=== Section Start ===

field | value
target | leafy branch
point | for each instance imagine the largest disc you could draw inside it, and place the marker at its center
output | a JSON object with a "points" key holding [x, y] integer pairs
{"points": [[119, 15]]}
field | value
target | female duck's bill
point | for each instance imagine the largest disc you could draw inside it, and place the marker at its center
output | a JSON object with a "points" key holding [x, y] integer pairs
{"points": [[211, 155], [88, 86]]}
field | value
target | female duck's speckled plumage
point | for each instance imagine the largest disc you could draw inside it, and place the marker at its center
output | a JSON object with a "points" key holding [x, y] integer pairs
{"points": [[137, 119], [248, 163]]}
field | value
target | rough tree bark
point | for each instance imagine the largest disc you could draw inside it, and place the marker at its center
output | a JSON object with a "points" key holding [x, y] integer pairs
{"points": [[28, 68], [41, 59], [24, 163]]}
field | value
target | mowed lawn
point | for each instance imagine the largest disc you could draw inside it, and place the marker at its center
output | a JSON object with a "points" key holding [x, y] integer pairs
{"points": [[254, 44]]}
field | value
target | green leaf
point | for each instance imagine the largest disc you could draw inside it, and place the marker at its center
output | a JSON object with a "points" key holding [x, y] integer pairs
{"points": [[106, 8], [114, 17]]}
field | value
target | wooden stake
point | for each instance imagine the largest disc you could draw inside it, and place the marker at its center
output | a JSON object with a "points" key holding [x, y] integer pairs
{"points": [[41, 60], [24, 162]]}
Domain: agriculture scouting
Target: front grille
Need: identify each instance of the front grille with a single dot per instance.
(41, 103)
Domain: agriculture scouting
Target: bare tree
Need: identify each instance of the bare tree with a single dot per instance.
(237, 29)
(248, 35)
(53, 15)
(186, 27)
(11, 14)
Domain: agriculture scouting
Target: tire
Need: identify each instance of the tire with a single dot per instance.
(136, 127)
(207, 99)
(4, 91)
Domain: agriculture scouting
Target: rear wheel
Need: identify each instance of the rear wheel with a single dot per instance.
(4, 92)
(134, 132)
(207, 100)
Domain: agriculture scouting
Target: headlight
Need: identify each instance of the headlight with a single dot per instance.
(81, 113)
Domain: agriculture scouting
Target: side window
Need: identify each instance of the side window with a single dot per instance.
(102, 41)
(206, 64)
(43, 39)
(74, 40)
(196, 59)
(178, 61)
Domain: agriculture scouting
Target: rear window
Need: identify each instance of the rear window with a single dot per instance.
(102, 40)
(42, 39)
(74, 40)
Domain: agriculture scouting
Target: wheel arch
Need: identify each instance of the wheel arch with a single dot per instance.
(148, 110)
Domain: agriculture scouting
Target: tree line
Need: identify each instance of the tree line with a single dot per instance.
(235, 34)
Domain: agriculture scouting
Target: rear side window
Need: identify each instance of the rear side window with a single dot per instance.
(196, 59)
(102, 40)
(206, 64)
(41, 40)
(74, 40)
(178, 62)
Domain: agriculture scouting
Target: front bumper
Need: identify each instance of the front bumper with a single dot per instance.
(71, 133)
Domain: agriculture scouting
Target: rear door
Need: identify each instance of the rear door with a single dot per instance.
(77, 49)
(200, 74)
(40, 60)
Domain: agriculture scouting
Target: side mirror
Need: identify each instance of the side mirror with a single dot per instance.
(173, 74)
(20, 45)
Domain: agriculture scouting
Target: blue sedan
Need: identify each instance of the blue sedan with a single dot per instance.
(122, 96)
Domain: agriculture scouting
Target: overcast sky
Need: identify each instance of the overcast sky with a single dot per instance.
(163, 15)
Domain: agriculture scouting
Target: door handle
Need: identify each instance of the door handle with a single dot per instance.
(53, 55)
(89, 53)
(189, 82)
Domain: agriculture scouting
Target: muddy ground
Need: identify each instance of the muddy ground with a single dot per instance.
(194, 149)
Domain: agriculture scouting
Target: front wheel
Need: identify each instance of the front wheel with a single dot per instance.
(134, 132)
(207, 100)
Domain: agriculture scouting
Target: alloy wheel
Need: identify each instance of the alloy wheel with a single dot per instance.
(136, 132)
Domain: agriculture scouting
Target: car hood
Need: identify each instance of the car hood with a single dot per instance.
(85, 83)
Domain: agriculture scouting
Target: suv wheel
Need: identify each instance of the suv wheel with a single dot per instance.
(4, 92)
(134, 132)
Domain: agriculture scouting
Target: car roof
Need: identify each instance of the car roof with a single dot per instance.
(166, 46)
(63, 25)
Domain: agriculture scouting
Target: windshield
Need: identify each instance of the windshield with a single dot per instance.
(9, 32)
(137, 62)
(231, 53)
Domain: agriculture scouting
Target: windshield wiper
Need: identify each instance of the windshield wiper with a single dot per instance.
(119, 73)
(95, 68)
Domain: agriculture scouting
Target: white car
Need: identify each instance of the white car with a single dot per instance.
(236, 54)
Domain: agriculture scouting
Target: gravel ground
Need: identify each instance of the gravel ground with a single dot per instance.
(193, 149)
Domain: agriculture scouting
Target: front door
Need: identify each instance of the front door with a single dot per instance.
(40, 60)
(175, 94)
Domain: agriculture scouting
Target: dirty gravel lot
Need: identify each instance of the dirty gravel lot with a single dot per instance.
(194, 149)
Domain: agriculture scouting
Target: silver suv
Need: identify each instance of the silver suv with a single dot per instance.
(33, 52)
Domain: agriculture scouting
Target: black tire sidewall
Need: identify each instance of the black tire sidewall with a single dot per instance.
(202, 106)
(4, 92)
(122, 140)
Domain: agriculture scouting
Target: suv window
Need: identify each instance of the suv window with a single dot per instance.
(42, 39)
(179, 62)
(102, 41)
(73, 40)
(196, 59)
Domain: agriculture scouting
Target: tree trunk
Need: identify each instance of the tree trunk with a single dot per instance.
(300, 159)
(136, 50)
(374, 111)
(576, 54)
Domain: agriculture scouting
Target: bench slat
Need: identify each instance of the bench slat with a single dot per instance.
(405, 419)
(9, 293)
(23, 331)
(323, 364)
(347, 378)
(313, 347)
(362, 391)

=== Section End ===

[WHAT YOU HAVE TO DO]
Word for word, restate the lines running from the one containing "Need: identify each instance of the dirty" through the final line of the records above, and nothing besides.

[COMPLETED EXERCISE]
Need: identify each instance of the dirty gravel lot with a single dot per instance.
(194, 149)
Domain: agriculture scouting
Target: silver suv
Need: identify each instance of the silver suv with a single dot per instance.
(33, 52)
Domain: agriculture scouting
Target: black tire sidewall
Need: identify each instance of the black tire sidewall with a single dot per instance.
(202, 106)
(4, 92)
(122, 140)
Domain: agriculture scouting
Target: suv window
Need: identify each instance of the suv window with a single dot per instance.
(42, 39)
(179, 62)
(102, 41)
(73, 40)
(196, 59)
Domain: agriculture scouting
Target: tree trunk
Need: identify each instance of the tree trunk with a single dot per instance.
(300, 159)
(136, 50)
(374, 111)
(576, 54)
Domain: agriculture scouting
Target: bench slat
Need: identify each instance of the bench slat with a single dot per instance.
(405, 419)
(9, 293)
(23, 331)
(323, 364)
(347, 378)
(313, 347)
(362, 391)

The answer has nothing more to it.